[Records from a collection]
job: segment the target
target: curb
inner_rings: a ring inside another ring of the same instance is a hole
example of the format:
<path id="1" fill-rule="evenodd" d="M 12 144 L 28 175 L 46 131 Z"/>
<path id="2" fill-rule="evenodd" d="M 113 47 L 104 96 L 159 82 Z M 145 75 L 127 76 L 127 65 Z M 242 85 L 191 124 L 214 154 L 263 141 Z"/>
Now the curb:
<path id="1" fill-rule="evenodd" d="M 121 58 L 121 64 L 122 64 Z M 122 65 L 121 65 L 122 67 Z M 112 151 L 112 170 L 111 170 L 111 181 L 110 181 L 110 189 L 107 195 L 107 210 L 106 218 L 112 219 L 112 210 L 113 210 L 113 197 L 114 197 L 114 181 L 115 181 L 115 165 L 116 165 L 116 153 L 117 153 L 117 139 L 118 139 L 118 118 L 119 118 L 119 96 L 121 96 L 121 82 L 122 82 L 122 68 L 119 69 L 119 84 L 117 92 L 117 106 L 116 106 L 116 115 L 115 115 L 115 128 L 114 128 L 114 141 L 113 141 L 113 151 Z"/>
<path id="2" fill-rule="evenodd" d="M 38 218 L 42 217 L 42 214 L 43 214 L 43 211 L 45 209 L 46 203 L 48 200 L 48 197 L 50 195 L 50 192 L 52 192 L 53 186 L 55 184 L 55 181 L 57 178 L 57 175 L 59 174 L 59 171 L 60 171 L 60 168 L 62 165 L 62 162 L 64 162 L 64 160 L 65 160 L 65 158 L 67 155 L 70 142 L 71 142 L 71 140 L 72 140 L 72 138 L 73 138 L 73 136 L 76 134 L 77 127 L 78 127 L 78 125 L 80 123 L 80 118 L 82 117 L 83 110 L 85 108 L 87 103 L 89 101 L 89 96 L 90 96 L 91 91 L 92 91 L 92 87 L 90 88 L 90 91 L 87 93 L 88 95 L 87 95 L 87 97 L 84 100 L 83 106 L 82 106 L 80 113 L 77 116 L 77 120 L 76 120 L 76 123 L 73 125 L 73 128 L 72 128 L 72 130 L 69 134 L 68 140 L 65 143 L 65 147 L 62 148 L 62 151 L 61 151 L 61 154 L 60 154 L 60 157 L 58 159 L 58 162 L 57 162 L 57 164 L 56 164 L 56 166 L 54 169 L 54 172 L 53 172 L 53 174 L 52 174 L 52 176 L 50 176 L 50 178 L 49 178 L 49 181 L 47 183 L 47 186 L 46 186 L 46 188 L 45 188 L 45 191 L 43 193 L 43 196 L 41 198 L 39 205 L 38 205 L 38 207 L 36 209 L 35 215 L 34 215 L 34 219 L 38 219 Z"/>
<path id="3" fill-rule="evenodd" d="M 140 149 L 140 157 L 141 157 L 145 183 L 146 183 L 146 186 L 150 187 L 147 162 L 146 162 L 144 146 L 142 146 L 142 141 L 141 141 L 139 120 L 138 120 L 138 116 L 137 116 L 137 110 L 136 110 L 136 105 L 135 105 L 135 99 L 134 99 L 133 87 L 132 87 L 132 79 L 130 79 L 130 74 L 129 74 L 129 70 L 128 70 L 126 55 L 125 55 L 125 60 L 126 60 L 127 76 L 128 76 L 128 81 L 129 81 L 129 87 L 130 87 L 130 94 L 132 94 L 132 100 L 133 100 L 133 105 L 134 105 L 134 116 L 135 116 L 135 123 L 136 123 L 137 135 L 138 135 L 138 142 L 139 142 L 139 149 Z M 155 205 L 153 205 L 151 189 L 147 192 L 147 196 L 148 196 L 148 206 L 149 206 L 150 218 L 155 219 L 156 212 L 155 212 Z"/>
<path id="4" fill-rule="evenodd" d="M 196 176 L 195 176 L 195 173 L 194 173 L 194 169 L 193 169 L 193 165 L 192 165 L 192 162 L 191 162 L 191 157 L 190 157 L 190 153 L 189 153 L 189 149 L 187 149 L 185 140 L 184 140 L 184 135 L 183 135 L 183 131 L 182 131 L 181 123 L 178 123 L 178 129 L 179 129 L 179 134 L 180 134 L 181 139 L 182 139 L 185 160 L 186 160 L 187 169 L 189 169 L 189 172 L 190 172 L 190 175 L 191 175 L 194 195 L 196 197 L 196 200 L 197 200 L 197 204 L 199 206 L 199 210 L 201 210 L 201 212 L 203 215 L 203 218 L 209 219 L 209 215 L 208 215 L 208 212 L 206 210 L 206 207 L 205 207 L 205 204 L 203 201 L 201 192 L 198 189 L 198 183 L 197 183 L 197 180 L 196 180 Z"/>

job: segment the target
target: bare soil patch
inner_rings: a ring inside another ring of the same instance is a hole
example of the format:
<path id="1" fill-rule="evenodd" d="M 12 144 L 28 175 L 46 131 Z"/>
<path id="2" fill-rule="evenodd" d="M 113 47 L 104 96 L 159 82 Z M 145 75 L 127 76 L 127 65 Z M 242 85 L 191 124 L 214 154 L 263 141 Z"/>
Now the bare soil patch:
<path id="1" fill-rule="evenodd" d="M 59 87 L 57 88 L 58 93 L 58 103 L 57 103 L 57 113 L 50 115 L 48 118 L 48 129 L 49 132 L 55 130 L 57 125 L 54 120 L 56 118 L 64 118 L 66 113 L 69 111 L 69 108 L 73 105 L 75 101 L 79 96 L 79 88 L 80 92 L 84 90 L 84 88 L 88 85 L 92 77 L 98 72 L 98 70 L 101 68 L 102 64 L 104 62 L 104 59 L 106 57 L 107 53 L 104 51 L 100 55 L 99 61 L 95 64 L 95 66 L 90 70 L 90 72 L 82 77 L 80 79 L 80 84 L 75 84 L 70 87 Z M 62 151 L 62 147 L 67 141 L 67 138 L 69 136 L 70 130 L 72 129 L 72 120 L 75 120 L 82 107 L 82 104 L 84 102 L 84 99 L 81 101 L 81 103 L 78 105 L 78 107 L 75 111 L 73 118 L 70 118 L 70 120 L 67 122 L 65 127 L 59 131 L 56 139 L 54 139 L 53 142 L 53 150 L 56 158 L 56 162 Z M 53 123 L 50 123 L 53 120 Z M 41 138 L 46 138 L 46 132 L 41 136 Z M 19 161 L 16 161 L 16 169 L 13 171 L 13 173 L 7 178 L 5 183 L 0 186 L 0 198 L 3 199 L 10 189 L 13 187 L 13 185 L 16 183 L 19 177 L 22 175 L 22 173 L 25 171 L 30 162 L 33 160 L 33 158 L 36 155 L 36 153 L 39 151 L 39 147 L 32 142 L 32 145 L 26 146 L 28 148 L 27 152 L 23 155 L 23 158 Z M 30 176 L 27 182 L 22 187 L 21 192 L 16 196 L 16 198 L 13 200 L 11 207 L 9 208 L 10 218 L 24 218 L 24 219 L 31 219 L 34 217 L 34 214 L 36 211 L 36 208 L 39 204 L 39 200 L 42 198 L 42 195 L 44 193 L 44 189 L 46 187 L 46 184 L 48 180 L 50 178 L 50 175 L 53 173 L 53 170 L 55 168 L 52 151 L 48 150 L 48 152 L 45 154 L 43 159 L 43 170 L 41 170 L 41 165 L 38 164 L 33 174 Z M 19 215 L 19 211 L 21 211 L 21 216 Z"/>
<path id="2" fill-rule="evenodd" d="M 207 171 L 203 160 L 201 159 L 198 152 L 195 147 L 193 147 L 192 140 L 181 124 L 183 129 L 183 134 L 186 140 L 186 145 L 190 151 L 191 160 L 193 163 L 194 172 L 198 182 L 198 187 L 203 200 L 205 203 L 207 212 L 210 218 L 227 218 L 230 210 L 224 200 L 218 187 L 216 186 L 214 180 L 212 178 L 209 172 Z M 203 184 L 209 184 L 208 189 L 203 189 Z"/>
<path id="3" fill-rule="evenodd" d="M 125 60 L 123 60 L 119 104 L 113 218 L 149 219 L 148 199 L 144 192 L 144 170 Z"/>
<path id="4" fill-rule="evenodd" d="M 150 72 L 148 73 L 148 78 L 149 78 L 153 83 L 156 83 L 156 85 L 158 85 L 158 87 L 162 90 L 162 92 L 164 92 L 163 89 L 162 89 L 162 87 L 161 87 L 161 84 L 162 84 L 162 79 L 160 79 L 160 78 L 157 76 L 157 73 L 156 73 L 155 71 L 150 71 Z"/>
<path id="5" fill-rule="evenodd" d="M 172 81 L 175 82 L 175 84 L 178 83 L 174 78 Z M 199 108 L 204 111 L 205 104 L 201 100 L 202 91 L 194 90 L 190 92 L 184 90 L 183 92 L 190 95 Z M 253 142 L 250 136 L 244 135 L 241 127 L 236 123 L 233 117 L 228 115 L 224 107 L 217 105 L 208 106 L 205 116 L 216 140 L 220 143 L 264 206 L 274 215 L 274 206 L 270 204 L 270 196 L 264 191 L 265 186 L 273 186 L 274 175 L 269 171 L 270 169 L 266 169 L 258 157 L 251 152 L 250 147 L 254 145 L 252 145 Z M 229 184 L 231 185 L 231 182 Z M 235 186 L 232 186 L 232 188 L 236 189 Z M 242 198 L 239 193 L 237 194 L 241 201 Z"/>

REQUEST
Reproduce word for word the lines of the items above, starting at the very first line and ending with the line that contains "121 58 L 121".

RESPONSE
job: segment the target
target: curb
inner_rings: a ring inside another ring of the same instance is a hole
example of the format:
<path id="1" fill-rule="evenodd" d="M 12 144 L 28 175 L 46 131 Z"/>
<path id="2" fill-rule="evenodd" d="M 113 47 L 104 96 L 159 82 Z M 145 75 L 127 76 L 127 65 Z M 242 85 L 191 124 L 214 154 L 263 141 Z"/>
Now the curb:
<path id="1" fill-rule="evenodd" d="M 121 58 L 121 64 L 122 64 Z M 122 65 L 121 65 L 122 67 Z M 112 151 L 112 170 L 111 170 L 111 181 L 110 181 L 110 189 L 107 195 L 107 210 L 106 218 L 112 219 L 112 210 L 113 210 L 113 197 L 114 197 L 114 181 L 115 181 L 115 165 L 116 165 L 116 153 L 117 153 L 117 139 L 118 139 L 118 118 L 119 118 L 119 96 L 121 96 L 121 82 L 122 82 L 122 68 L 119 69 L 119 84 L 117 92 L 117 106 L 116 106 L 116 115 L 115 115 L 115 128 L 114 128 L 114 141 L 113 141 L 113 151 Z"/>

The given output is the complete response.